■ QUOTED PASSAGE
......

Her debut book, The Countdown (2020), was sponsored by the Rabinovitch Foundation and Israel’s Ministry of Culture, was awarded the Jewish National Fund's Yitzhak and Rachel Goldberg Foundation Hebrew Literature Prize for a Debut Book (2021), and was chosen as an Outstanding Book of the Year 2020 by Haaretz.
Title: The Countdown
Translation rights: World
Audio visual rights: World
Translation: Partial French translation by Laurence Sendrowicz. Partial English Translation by Yardenne Greenspan
The book was awarded the Jewish National Fund's Goldberg Foundation Hebrew Literature Prize for a Debut Book (2021)
The characters populating the stories of The Countdown are united in how they contemplate their place in the world—not just geographical location, but also mental and temporal space. Crafted with a precise hand and unique style, Shiloh’s stories present captivating protagonists full of humor and self-awareness, able to look askance at both themselves and at the world around them.

......

■ SUPPLIED MATERIAL
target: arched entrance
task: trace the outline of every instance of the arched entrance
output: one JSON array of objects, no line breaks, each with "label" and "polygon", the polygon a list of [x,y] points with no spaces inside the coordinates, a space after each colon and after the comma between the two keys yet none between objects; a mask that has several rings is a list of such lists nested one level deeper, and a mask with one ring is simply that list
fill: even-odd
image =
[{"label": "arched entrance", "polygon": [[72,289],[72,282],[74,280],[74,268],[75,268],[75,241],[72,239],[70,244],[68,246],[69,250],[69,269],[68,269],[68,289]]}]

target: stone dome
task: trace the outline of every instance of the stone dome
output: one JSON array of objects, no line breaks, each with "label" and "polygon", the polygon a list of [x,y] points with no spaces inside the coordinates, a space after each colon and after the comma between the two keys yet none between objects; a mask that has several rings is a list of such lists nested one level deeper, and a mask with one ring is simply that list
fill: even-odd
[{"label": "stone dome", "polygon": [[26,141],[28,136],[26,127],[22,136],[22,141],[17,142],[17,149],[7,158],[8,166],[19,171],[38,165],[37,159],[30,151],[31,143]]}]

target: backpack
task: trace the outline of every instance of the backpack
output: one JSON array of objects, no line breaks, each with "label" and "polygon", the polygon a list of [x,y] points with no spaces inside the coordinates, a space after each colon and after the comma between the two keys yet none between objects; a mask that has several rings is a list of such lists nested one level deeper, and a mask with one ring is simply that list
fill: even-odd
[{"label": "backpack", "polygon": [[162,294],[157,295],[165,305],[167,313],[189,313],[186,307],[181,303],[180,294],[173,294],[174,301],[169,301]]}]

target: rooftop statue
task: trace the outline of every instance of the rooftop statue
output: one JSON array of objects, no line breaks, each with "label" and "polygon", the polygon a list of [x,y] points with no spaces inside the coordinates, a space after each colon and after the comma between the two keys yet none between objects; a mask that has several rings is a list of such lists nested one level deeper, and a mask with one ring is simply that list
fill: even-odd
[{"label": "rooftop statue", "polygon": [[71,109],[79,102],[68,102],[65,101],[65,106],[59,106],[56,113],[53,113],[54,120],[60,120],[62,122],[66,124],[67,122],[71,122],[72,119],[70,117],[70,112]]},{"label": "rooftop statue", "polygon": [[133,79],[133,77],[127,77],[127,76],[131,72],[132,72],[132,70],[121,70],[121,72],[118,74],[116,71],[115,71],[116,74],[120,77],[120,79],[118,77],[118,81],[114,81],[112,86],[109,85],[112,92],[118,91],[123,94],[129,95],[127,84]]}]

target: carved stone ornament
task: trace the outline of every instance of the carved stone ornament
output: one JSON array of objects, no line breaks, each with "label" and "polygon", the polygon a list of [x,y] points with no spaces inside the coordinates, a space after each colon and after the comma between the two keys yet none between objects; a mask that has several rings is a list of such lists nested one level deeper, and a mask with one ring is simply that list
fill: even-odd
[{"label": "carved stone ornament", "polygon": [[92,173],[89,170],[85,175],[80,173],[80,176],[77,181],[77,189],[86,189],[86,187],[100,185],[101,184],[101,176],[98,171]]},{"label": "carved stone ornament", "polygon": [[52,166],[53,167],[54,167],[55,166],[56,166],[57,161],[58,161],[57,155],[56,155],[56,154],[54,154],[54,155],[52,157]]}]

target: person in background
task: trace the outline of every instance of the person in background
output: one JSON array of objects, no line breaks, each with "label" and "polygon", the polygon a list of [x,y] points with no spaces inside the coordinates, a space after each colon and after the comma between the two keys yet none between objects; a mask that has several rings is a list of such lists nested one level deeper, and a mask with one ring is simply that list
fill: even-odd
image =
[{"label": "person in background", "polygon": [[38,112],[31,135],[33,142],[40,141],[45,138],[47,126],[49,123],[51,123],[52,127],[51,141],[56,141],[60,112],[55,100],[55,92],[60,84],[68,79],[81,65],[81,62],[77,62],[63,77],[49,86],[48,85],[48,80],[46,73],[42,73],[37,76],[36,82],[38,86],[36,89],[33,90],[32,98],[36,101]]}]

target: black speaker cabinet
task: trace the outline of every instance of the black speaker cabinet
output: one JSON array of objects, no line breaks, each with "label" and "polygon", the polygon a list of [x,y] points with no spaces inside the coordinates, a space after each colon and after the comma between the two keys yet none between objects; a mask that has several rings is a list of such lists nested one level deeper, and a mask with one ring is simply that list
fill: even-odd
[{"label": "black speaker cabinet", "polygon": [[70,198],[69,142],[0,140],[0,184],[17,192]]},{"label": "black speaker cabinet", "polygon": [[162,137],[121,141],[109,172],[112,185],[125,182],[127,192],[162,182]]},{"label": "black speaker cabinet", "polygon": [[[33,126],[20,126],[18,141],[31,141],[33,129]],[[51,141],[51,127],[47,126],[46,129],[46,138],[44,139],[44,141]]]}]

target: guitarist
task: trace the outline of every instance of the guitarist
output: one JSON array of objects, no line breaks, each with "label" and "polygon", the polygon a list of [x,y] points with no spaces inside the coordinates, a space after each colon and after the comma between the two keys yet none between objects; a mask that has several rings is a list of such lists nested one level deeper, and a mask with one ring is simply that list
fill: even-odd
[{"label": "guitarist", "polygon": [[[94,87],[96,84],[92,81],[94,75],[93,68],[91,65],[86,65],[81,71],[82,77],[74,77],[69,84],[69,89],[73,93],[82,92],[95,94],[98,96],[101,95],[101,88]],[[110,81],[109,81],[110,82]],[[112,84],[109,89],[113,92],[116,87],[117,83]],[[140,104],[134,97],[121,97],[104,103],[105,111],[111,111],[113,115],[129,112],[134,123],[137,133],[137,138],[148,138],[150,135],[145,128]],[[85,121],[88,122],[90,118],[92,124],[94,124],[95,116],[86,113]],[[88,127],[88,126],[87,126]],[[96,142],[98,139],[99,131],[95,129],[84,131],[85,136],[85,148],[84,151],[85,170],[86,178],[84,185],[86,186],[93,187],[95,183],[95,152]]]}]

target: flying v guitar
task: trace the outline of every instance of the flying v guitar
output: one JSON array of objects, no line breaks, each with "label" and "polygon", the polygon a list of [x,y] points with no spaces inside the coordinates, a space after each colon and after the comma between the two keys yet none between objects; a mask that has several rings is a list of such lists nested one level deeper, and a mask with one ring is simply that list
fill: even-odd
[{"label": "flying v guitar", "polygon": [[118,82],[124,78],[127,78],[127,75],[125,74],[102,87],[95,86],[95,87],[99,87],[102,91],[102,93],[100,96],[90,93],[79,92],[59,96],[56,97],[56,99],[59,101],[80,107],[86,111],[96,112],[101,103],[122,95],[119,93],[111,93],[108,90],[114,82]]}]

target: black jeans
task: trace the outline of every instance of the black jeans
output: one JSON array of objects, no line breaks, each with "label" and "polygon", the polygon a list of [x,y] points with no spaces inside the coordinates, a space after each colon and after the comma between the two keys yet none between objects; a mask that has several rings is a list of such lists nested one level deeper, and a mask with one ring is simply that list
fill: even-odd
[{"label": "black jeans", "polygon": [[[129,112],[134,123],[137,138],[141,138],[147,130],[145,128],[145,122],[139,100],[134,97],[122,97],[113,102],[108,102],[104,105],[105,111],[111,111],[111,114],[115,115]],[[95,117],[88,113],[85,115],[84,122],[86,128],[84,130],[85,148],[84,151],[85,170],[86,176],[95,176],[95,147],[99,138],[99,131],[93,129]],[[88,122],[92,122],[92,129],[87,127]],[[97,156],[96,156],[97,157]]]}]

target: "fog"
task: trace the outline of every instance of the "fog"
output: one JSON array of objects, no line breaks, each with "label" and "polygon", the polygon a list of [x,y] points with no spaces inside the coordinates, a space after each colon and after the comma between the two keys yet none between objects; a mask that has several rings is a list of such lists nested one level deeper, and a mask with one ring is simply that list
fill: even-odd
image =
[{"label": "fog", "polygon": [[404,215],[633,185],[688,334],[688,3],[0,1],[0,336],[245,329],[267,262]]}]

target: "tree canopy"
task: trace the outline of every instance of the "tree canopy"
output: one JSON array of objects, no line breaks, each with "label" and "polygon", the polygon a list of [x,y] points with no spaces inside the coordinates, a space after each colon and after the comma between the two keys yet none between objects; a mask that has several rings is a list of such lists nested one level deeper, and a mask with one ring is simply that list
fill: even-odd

......

■ WORK ITEM
Answer the following from the description of The Countdown.
(a) Which publication chose the book as an Outstanding Book of the Year 2020?
(b) Who made the partial English translation?
(c) Besides geographical location, what kinds of space do the characters contemplate?

■ TASK RESULT
(a) Haaretz
(b) Yardenne Greenspan
(c) Mental and temporal space